CODEWITHSUNDEEP
typescript
Nick
Nick

Reputation: 16576

Optional generic parameter type narrowing

I have the following function that takes an optional argument of type T (a generic).

function test<T>(foo?: T) {
  return foo;
}

const result = test("bar");
// result is type "bar" | undefined

const result2 = test();
// result2 is type "unknown"

How can I correctly type this function such that the compiler will be able to tell that the result variable is of type "bar" and not type "bar" | undefined and additionally the result2 variable is of type undefined and not type unknown?

Upvotes: 1

Views: 214

Answers (3)

kaya3
kaya3

Reputation: 51053

You can use overload signatures to achieve this:

function test(): undefined;
function test<T>(foo: T): T;
function test<T>(foo?: T) {
  return foo;
}

const result = test("bar");
// result is type "bar"

→ Extracted information:
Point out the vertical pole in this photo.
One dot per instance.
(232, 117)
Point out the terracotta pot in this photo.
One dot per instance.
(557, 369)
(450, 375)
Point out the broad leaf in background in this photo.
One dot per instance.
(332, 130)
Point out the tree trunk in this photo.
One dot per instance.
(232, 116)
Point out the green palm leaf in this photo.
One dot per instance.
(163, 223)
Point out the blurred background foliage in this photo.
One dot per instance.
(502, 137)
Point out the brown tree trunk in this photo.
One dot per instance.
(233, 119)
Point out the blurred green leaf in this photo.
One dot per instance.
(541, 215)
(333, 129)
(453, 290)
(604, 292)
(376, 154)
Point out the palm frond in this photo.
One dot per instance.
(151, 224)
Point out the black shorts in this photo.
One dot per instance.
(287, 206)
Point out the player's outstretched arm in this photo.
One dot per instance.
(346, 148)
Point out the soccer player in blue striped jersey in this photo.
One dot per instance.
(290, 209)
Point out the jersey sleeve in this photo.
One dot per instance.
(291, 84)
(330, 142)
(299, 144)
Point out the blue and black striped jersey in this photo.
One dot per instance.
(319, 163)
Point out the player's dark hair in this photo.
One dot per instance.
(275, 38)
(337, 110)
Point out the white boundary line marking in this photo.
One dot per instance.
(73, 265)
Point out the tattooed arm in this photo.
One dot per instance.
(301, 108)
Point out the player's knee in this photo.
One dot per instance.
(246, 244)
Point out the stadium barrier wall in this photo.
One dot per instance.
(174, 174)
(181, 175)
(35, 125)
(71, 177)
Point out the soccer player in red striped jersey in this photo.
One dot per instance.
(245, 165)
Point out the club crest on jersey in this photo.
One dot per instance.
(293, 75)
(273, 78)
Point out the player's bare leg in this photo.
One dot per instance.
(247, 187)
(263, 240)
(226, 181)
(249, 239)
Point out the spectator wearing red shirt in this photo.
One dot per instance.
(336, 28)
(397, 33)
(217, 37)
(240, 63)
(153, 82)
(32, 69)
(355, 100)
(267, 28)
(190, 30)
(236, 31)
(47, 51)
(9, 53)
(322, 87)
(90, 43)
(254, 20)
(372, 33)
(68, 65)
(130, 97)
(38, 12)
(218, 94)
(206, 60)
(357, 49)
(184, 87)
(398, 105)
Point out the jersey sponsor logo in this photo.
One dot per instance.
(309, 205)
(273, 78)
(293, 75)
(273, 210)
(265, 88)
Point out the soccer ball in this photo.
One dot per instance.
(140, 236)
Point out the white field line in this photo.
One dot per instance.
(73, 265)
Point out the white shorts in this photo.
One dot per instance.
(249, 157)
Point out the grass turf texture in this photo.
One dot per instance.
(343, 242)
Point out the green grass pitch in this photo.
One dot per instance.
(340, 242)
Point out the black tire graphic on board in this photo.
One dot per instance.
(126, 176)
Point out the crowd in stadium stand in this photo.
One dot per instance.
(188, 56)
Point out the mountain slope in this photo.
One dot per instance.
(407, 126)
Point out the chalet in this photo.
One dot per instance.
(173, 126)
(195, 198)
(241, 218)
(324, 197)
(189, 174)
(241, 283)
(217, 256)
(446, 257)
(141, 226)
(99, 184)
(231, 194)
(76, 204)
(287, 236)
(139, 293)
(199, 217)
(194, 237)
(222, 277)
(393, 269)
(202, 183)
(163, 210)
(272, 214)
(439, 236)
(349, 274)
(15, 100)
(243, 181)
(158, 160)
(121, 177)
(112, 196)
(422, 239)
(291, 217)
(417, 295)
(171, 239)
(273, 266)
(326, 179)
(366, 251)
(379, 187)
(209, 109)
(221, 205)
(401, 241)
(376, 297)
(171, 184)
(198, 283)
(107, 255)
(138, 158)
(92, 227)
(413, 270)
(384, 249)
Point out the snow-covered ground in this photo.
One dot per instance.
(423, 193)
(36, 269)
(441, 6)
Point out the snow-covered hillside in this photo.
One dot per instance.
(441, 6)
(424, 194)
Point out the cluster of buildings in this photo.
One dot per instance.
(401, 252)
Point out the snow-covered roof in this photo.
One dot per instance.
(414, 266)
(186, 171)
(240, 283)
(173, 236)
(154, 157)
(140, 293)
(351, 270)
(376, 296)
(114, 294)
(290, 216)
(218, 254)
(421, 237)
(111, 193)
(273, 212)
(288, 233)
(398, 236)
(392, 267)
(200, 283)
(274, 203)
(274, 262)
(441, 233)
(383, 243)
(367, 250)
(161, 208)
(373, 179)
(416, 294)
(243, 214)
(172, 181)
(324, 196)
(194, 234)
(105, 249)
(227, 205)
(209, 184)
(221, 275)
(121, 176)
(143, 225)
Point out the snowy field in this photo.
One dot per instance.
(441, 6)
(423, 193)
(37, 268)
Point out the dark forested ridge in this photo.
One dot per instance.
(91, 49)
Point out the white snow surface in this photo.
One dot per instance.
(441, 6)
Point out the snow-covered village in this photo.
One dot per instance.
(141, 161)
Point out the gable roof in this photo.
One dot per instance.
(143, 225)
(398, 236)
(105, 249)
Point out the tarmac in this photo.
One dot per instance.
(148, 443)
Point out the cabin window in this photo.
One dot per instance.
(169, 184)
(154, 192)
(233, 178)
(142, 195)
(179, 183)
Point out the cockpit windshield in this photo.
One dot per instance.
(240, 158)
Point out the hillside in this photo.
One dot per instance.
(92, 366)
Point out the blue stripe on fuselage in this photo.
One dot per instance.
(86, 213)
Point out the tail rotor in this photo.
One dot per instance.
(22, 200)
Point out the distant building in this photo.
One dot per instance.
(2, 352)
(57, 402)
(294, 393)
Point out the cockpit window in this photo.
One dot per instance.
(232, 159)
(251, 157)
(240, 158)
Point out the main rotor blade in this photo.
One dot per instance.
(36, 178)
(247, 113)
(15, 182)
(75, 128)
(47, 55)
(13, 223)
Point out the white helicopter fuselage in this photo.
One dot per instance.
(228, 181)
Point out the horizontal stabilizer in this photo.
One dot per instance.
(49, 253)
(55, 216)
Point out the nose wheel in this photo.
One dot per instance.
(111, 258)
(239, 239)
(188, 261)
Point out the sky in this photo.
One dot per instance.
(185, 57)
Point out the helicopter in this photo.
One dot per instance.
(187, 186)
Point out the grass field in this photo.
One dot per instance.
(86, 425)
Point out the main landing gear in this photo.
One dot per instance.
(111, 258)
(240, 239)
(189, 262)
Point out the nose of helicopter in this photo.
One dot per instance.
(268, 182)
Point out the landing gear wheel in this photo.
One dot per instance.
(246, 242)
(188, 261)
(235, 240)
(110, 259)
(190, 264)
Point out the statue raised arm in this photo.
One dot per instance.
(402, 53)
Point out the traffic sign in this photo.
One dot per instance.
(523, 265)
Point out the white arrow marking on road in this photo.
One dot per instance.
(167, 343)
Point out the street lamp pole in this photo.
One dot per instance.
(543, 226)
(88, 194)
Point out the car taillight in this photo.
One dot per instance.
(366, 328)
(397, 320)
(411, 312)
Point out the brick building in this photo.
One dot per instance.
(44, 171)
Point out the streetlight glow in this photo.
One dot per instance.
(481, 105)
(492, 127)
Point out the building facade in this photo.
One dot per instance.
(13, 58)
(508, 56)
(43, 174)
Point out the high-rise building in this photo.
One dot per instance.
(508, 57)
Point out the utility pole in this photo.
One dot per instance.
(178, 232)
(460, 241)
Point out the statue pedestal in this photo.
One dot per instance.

→ Required actions:
[A] Copy the TypeScript thread on optional generic parameters from "const result2 = test();" to "Answers (3)".
[B] Resume the TypeScript thread on narrowing an optional generic parameter, starting right after its last line.

→ Replies:
[A]
const result2 = test();
// result2 is type "unknown"

How can I correctly type this function such that the compiler will be able to tell that the result variable is of type "bar" and not type "bar" | undefined and additionally the result2 variable is of type undefined and not type unknown?

Upvotes: 1

Views: 214

Answers (3)

[B]
const result2 = test();
// result2 is type undefined

Playground Link

Upvotes: 1

Nicholas Tower
Nicholas Tower

Reputation: 85012

I would do this with function overloading:

function test<T>(foo: T): T;
function test<T>(foo?: undefined): undefined;
function test<T>(foo?: T): T | undefined {
    return foo;
}

const result = test("bar"); // result is of type "bar"

const result2 = test(); //result2 is of type undefined

Playground link

Upvotes: 2

shadowtime2000
shadowtime2000

Reputation: 118

The reason it is "bar" | undefined is because you are setting foo to an optional parameter. Optional parameters are the same as undefined in JS so using foo?: T will automatically append a | undefined to the type.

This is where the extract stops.